A formação duma burguesia, cujo poder se ia consolidando lentamente, foi o produto duma ascensão capilar de elementos do Terceiro Estado. Assim como a nobreza - classe fechada - se defendia da invasão da classe popular, reproduzia-se nesta, instintivamente, o mesmo fenómeno, de modo que as sub-classes, originadas dentro dela, procuravam fechar-se ao acesso de outros elementos mais inferiorizados, socialmente, das carreadas do Povo. A organização do operariado industrial em Corporações fechadas é a prova do que venho de afirmar.  

Por outro lado, os princípios de autoridade dominantes na época, a própria necessidade de defesa davam à família importância decisiva no agregado social; e, sendo a agricultura a ocupação quase geral do Povo português, essa Instituição vivia, de certa forma, agarrada à terra.  

Família, Corporações, Municípios, Classes, Região, produção industrial localizada, descentralização - tais foram as características fundamentais da Nação portuguesa no período inicial da sua constituição. É isto o que se pretende ressuscitar?

«Veja-se agora como evolucionou até ao advento da Revolução Francesa a Nação formada com esta configuração.

Não foi necessária a deflagração daquele grande acontecimento histórico para que começasse a operar-se, lentamente, o fenómeno centralizador. O período da fixação das nacionalidades tinha, mais ou menos, terminado. As comunicações entre as diferentes regiões haviam melhorado. Uma produção industrial, nacional por obedecer a conveniências de ordem geral na sua localização, começava a tornar-se possível. A tendência para o intercâmbio económico do agregado acentuava-se, tornando periclitante a resistibilidade de algumas indústrias regionais, por terem, em certas zonas, melhores condições de sucesso que noutras. A classe popular lá ia realizando unia lenta ascensão. A burguesia acentuava o seu domínio financeiro, económico e social.

Os Reis, cujo poder era imensamente reduzido pelas autocracias locais, tendiam, à medida que se acentuava a paz com os inimigos externos, a reduzir as atribuições e privilégios da nobreza. Aproveitando as antinomias das classes, apoiavam-se numas para combater a influência das outras. Pouco a pouco, foi-se passando da monarquia descentralizada e de intensa vida regional para a monarquia centralista e de menor vibração local. Entre nós, o desvio da actividade interna para a tarefa gigantesca das Descobertas e Conquistas concorreu ainda mais para a acentuação duma tendência que, de resto, era comum a todas as monarquias europeias.

Entre parêntesis, observarei que, em minha opinião, os neo-nacionalistas erram, quando supõem que a cúpula dum edifício social em que a descentralização seja a norma e o regionalismo tenha reconquistado as honras a que tem direito, deva ser, forçosamente, um Rei hereditário, garantindo por unia autoridade imperativa o equilíbrio dos diferentes grupos do corpo nacional. Uma realeza que não seja apenas uma sombra, como a da Inglaterra, há-de tender sempre para a centralização. É este o exemplo que nos fornece, constantemente, a história. Parece, porém, que os neo-nacionalistas estão dispostos a ler a história às avessas.

Lista de tarefas:
a - Diga se cada afirmação concorda com o texto sobre a Nação portuguesa, respondendo sim ou não e citando literalmente as palavras que o decidem. (i) A organização do operariado industrial em Corporações fechadas é apresentada como prova de que as sub-classes do Povo procuravam fechar-se. (ii) O fenómeno centralizador só começou depois da Revolução Francesa. (iii) Uma realeza que não seja apenas uma sombra tende para a descentralização.
b - Por favor, retome o texto sobre a Nação portuguesa a seguir à sua última frase.

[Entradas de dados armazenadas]
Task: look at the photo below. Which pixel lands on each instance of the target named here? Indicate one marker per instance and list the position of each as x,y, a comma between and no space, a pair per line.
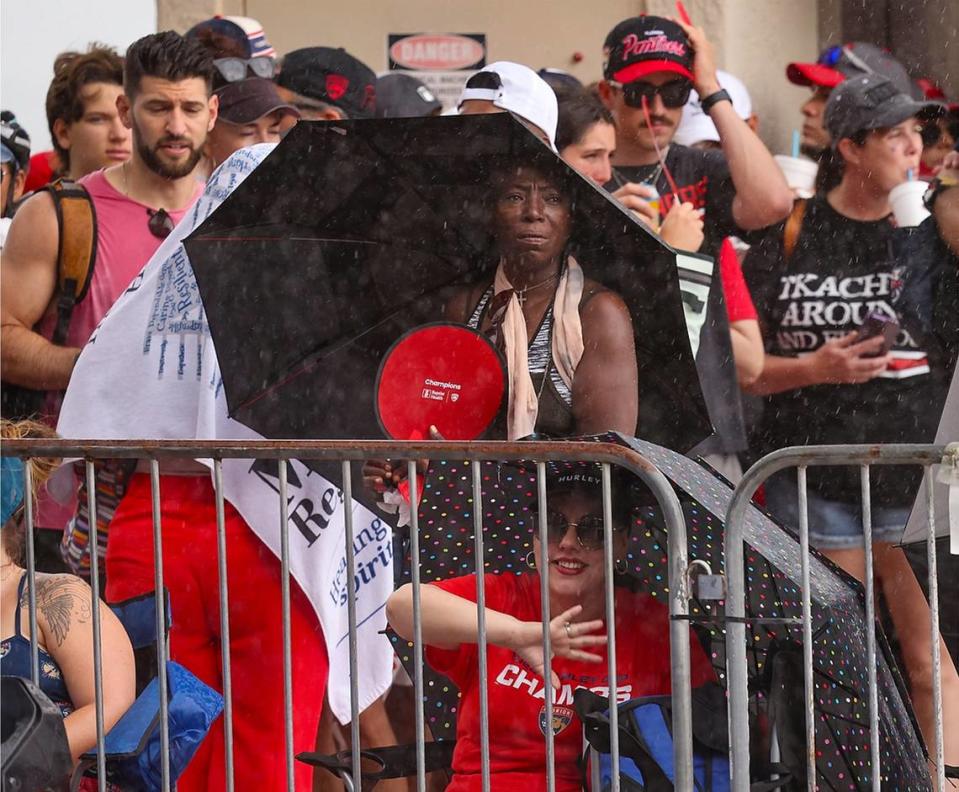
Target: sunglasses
236,69
674,93
590,531
160,223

Respostas por tarefa:
a -
(i) Sim: "A organização do operariado industrial em Corporações fechadas é a prova do que venho de afirmar."
(ii) Não: "Não foi necessária a deflagração daquele grande acontecimento histórico para que começasse a operar-se, lentamente, o fenómeno centralizador."
(iii) Não: "Uma realeza que não seja apenas uma sombra, como a da Inglaterra, há-de tender sempre para a centralização."

b -
Fechado este parêntesis, farei notar que, nestes termos, quando a Revolução Francesa iluminou o mundo com o seu clarão deslumbrador, já a centralização havia operado os seus efeitos naturais. A economia regional vegetava, mas o que é certo é que a Nação ainda não conseguira improvisar uma vida industrial que, não sendo pertença desta ou daquela região, fosse, por assim dizer, independentemente da sua localização, a resultante da concentração de todos os esforços da Nação. A troca vivia ainda entravada por milhentos e indesejáveis obstáculos.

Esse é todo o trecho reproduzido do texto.